TLDR: Researchers have introduced and formalized a new category of game dynamics called Bounded One-Sided Response Games (BORGs), where one player’s action temporarily transfers control to an opponent who must fulfill a fixed condition. They developed a modified Monopoly Deal environment to isolate this dynamic and demonstrated that the standard Counterfactual Regret Minimization (CFR) algorithm can effectively learn strategies for it. The project also includes a lightweight, full-stack research platform for efficient and reproducible experimentation, showing strong AI performance against baseline opponents.
Artificial intelligence researchers are constantly seeking new ways to understand and model complex decision-making processes, often turning to card games as simplified yet strategically rich environments. These games help shed light on real-world challenges like negotiation, finance, and cybersecurity. Traditionally, these games are categorized by how players interact: strictly-sequential (players take turns with single actions), deterministic-response (actions trigger fixed outcomes), or unbounded reciprocal-response (players can counter each other repeatedly).

- The records:
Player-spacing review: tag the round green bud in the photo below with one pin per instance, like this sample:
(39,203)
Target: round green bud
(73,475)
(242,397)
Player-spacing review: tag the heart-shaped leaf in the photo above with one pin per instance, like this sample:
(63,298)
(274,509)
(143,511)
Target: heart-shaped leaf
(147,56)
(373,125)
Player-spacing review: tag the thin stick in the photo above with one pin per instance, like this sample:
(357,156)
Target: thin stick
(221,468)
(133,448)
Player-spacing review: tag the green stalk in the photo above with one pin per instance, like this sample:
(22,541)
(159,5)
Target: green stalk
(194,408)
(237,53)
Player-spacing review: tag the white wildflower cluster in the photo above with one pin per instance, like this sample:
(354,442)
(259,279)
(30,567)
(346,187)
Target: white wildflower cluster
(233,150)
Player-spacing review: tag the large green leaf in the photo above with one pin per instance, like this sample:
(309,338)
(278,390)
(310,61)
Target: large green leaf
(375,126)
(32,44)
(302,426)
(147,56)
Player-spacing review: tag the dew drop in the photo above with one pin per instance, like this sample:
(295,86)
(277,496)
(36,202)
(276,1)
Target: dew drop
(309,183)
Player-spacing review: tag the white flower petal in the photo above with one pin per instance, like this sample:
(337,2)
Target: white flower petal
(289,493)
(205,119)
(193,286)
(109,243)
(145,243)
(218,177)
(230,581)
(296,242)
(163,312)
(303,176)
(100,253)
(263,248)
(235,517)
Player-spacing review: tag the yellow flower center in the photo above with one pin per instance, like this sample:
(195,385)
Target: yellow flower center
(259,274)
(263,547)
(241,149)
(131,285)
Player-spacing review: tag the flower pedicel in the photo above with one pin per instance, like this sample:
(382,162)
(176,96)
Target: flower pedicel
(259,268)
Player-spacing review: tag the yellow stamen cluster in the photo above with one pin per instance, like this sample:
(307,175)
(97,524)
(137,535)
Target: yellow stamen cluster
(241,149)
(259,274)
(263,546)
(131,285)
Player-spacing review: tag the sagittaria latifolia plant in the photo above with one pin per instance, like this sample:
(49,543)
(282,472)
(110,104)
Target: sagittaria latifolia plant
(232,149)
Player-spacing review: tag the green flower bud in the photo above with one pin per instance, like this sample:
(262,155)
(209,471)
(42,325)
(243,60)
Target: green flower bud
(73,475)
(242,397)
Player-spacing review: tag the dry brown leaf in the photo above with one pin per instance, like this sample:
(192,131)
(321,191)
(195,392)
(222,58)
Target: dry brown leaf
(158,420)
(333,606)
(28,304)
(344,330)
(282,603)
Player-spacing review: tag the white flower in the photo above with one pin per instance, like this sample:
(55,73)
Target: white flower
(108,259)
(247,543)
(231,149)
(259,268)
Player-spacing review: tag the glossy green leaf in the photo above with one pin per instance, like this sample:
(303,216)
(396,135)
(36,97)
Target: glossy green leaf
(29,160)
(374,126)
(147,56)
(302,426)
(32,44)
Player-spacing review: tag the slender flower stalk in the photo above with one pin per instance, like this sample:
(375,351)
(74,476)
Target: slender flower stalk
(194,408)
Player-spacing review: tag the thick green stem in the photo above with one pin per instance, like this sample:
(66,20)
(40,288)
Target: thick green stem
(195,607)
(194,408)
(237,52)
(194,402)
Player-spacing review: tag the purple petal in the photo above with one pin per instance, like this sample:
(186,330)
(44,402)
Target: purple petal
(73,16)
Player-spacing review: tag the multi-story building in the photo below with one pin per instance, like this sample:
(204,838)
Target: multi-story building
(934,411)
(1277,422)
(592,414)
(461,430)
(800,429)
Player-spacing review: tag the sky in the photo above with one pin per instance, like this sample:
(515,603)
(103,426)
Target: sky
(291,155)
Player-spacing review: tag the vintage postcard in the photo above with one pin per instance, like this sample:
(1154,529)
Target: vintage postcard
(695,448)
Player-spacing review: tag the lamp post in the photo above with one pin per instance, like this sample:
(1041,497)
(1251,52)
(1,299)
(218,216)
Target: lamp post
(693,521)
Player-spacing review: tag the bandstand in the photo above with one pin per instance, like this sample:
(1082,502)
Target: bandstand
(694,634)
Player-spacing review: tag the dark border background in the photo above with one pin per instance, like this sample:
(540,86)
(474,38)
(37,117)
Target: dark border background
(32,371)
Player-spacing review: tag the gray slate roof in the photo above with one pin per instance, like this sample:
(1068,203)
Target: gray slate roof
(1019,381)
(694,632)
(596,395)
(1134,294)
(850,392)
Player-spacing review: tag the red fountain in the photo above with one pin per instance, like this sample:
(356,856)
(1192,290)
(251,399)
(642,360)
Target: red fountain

- Directives:
1. Print the records verbatim, from the line containing "Player-spacing review: tag the sky" through the end of the records, including both of those lines.
2. Continue the passage on Bounded One-Sided Response Games from the point where it stops.

- The replies:
1.
Player-spacing review: tag the sky in the photo above with one pin per instance, like this sample:
(515,603)
(103,426)
Target: sky
(291,155)
Player-spacing review: tag the vintage postcard in the photo above with one pin per instance, like this sample:
(1154,529)
Target: vintage postcard
(695,448)
Player-spacing review: tag the lamp post in the photo above with one pin per instance, like this sample:
(1041,497)
(1251,52)
(1,299)
(218,216)
Target: lamp post
(693,521)
Player-spacing review: tag the bandstand in the photo above with one pin per instance, like this sample:
(1082,502)
Target: bandstand
(694,634)
Player-spacing review: tag the dark border background in the photo above with one pin per instance, like this sample:
(540,86)
(474,38)
(37,117)
Target: dark border background
(32,371)
Player-spacing review: tag the gray slate roof in the photo above with one pin per instance, like this sample:
(1068,203)
Target: gray slate roof
(1019,381)
(694,632)
(596,395)
(1134,294)
(850,392)
Player-spacing review: tag the red fountain in the photo above with one pin per instance, like this sample:
(356,856)
(1192,290)
(251,399)
(642,360)
Target: red fountain

2.
However, a team of researchers has identified and formalized a less-explored but strategically significant interaction pattern: the bounded one-sided response. They term games featuring this dynamic as Bounded One-Sided Response Games (BORGs). In a BORG, when one player takes an action, control temporarily shifts to the opponent. The opponent must then perform a sequence of actions to meet a specific condition before the original player’s turn fully concludes. Crucially, this response phase is ‘one-sided’ (the opponent acts without immediate counterplay) and ‘bounded’ (it has a fixed condition for completion).
Introducing Monopoly Deal as a BORG Benchmark
To specifically isolate and study this BORG dynamic, Will Wolf introduced a modified version of the popular card game, Monopoly Deal. This adaptation simplifies some of the original game’s rules while highlighting the bounded one-sided response mechanism. For instance, when a player uses a ‘Rent’ card, the opponent is compelled to sequentially choose cards (either cash or property) to satisfy the rent demand. This interaction perfectly encapsulates the BORG dynamic, where the responding player must fulfill a condition before the turn resolves.
The research demonstrates that a well-established algorithm, Counterfactual Regret Minimization (CFR), can effectively learn strategies for this BORG environment without needing any new algorithmic modifications. CFR is a gold-standard method for computing approximate Nash equilibria in games where players have incomplete information, meaning they don’t know everything about their opponents’ hands or strategies.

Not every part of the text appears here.